Start Document

# Hierarchical Clustering

## The Agglomerative Algorithm
1. Make each data point a single point cluster.
2. Take two closest neighbour clusters and make them as one cluster. 
3. Take three closest clusters and make them as one cluster. 
4. Repeat step 3. until all points go in only one cluster.<br>

This is a bottom-up approach: __Aggromerative Hierarchical Clustering__<br>
It is possible to start top-down: __Divisible Hierrchical Clustering__

#### AGglomerative NESting vs DIvisible ANAlysis =  AGNES vs DIANA <br>


## Step 1: Environment

In [None]:
import numpy as np
import pandas as pd

# for drawing dendogram
import scipy.cluster.hierarchy as ch
from scipy.spatial.distance import cdist

# for creating a model
from sklearn.cluster import AgglomerativeClustering
from sklearn import metrics

import matplotlib.pyplot as plt

## Step 2: Data Preparation

In [None]:
!pwd

In [None]:
# Load input data
# X = np.loadtxt('../data/data_clustering.txt', delimiter=',')
data = pd.read_csv('/Users/tdi/Documents/Teaching/Data/shopping-data.csv', delimiter=',')
print(data)

In [None]:
data.shape

In [None]:
data.describe()

In [None]:
# Select attributes and convert to numpy
X = data.iloc[:, 2:5].values
X

### Linkage
Linkage is a measure of dissimilarity of sets - the distance between sets of observations as a function of the pairwise distances between observations

![image-2.png](attachment:image-2.png)

__Method WARD__ starts with _n_ clusters, each containing a single object. These _n_ clusters are combined to make one cluster containing all objects. <br>
At each step, the process makes a new cluster that minimizes variance, measured by an index called __E__ (also called the _sum of squares index_).

### Building Dendogram
A dendogram is a diagram that shows the hierarchical relationship between objects.

In [None]:
# Use dendogram to find the optimal number of clusters
plt.figure(figsize=(20,10))

End Document

### What the task asks
Repeat the passage of the hierarchical clustering page that begins at the words "import matplotlib.pyplot as" and stops after the words "X = np.loadtxt('../data/data_clustering.txt', delimiter=',')".

Start Stored data

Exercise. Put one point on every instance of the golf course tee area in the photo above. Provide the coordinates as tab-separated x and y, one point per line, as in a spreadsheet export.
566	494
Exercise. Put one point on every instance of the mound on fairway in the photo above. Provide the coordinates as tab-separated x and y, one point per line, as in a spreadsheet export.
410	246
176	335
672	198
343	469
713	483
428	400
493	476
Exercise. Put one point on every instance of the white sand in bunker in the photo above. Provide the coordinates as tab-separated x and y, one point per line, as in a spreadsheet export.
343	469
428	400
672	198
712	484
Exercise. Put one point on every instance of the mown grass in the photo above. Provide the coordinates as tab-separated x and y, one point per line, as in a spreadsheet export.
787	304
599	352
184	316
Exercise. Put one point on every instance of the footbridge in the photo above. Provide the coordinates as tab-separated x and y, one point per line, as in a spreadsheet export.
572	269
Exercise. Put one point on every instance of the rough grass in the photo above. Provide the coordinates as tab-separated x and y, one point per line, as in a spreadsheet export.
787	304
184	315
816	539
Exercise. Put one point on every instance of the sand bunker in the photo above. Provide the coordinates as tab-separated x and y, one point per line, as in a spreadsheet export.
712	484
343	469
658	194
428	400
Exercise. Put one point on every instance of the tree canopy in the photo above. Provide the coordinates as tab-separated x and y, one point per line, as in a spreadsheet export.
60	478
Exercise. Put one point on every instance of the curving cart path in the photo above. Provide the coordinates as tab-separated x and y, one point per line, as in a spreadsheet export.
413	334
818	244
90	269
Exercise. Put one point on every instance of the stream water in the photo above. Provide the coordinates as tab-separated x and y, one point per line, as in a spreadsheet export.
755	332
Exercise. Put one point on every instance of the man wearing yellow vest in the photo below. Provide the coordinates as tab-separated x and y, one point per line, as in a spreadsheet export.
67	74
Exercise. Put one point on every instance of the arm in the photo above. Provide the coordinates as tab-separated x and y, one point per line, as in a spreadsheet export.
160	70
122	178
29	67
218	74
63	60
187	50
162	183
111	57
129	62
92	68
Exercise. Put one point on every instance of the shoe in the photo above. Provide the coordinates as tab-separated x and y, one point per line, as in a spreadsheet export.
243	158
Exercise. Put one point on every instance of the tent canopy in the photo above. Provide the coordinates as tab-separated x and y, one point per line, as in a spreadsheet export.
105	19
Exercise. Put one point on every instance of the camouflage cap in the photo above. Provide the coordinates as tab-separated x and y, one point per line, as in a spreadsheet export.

End Stored data

### Exercise answer
import matplotlib.pyplot as plt

## Step 2: Data Preparation

In [None]:
!pwd

In [None]:
# Load input data
# X = np.loadtxt('../data/data_clustering.txt', delimiter=',')